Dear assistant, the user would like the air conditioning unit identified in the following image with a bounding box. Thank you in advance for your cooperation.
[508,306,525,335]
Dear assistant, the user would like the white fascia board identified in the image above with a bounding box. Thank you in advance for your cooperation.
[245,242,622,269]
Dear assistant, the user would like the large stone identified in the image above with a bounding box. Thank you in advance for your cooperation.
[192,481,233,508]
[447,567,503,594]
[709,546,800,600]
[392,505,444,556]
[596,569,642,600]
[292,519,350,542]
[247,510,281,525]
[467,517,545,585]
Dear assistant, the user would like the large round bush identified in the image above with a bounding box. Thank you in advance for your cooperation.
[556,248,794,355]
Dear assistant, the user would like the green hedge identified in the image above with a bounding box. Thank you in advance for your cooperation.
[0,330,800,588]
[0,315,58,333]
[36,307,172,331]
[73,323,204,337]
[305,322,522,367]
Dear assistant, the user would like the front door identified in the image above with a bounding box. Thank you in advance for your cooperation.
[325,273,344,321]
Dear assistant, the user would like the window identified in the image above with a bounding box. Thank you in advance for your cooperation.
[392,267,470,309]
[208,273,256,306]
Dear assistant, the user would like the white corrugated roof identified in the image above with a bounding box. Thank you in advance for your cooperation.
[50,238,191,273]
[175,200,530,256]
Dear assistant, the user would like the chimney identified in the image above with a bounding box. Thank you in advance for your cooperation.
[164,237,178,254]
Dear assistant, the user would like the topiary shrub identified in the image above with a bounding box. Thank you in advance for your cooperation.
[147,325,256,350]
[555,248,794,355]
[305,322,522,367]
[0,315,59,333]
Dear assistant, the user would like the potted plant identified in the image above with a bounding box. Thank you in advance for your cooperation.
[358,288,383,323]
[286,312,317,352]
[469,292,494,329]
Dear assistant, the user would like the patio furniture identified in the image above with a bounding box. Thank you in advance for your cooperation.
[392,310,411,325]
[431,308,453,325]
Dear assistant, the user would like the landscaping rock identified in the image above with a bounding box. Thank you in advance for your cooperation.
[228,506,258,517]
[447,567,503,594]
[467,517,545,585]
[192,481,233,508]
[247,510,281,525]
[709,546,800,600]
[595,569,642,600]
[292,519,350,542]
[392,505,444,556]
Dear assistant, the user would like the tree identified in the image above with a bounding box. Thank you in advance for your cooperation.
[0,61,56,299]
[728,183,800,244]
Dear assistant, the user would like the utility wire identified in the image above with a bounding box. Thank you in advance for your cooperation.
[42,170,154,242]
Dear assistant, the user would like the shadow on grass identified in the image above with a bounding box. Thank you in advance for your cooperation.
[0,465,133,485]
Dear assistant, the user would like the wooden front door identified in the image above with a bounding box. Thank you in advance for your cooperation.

AIM:
Please rewrite all of the entries above as a numbered list, one line per item, with blank lines omitted.

ANSWER BELOW:
1. Dear assistant, the user would like the air conditioning unit identified in the following image with a bounding box. Thank you in advance for your cooperation.
2. [508,306,525,335]
3. Dear assistant, the user would like the white fascia board identified in the image above with a bounding box. Thank you in advance for your cooperation.
4. [245,242,622,269]
5. Dear assistant, the user would like the large stone identified in the image above with a bounding box. Thank you in advance for your cooperation.
6. [192,481,233,508]
7. [447,567,503,594]
8. [709,546,800,600]
9. [392,505,444,556]
10. [596,569,642,600]
11. [292,519,350,542]
12. [247,510,281,525]
13. [467,517,545,585]
14. Dear assistant, the user would like the large round bush identified in the image above with a bounding box. Thank you in advance for your cooperation.
15. [556,248,794,355]
16. Dear assistant, the user would like the green hedge identified in the image above with a bounding box. Thank you in advance for your cooperation.
17. [0,330,800,588]
18. [0,315,58,333]
19. [36,307,172,331]
20. [73,323,204,337]
21. [305,322,522,367]
22. Dear assistant, the user would like the front door identified in the image above with a bounding box. Thank you in advance for your cooperation.
23. [325,273,344,321]
24. Dear assistant, the user would like the window identified in the image above with a bounding box. Thank you in advance for your cooperation.
25. [392,267,470,309]
26. [208,273,256,306]
27. Dear assistant, the user would like the white corrugated roof identified in the image above with a bounding box. Thank you in advance for your cooperation.
28. [50,238,191,273]
29. [175,200,530,256]
30. Dear assistant, the user would like the chimney identified in the image above with a bounding box. Thank you in advance for your cooperation.
31. [164,237,178,254]
32. Dear assistant, the user would like the topiary shrub identified in the image above with a bounding box. Thank you in advance for your cooperation.
33. [147,325,256,350]
34. [555,248,794,355]
35. [305,322,522,367]
36. [0,315,59,333]
37. Dear assistant, the user would like the potted plant identified in the image above with a bounding box. Thank you in advance for your cooperation.
38. [358,288,383,323]
39. [286,312,317,352]
40. [469,292,494,329]
41. Dear assistant, the user would like the patio furniture identified in the image above with a bounding box. Thank you in advance for your cooperation.
42. [392,310,411,325]
43. [431,308,453,325]
44. Dear assistant, the user would like the landscaping rock identified in the image above with a bounding box. Thank you in advance for your cooperation.
45. [228,506,258,517]
46. [447,567,503,594]
47. [467,517,545,585]
48. [192,481,233,508]
49. [247,510,281,525]
50. [709,546,800,600]
51. [595,569,642,600]
52. [292,519,350,542]
53. [392,505,444,556]
54. Dear assistant, the user would like the tree identified in the image above with a bounding box. Thank you in advance for your cooperation.
55. [0,61,56,299]
56. [728,183,800,244]
57. Dear assistant, the user would like the utility wire identified in the image above with a bounding box. Thank you in advance for your cooperation.
58. [42,170,154,242]
59. Dear assistant, the user would like the shadow on grass identified in the image above with a bounding box. Thank you in advance for your cooperation.
60. [0,465,133,485]
61. Dear assistant, the user would like the wooden front door identified in the image above with a bounding box. Thank you in advance for your cooperation.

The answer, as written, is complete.